*Requirement*:
Gather each line of the records below that contains the string "query", and copy those lines in full.
>> start Provided information
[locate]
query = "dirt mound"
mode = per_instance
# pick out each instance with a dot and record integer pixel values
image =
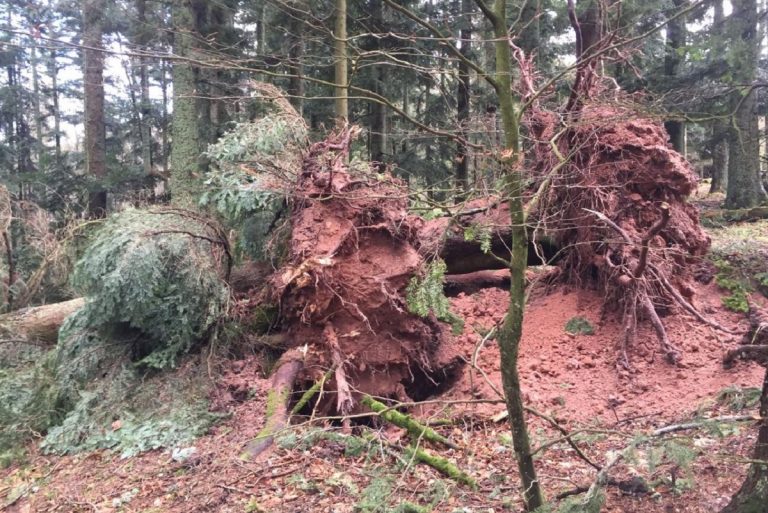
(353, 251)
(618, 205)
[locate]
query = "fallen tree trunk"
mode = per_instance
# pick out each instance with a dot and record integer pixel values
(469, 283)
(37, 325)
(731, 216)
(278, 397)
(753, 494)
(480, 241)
>> end Provided information
>> start Provided information
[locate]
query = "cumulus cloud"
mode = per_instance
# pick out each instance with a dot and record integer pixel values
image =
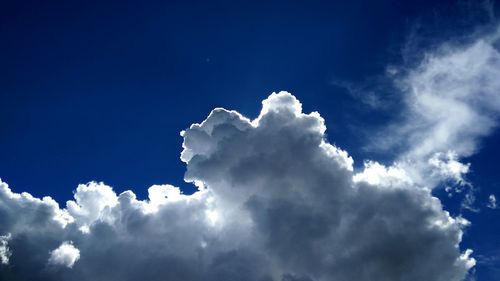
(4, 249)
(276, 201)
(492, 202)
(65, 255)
>> end Provided information
>> start Provided information
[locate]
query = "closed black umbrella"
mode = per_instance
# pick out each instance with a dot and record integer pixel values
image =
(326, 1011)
>> end Provided information
*Output for this exercise*:
query = "dirt mound"
query = "fallen tree trunk"
query = "cumulus cloud"
query = "closed black umbrella"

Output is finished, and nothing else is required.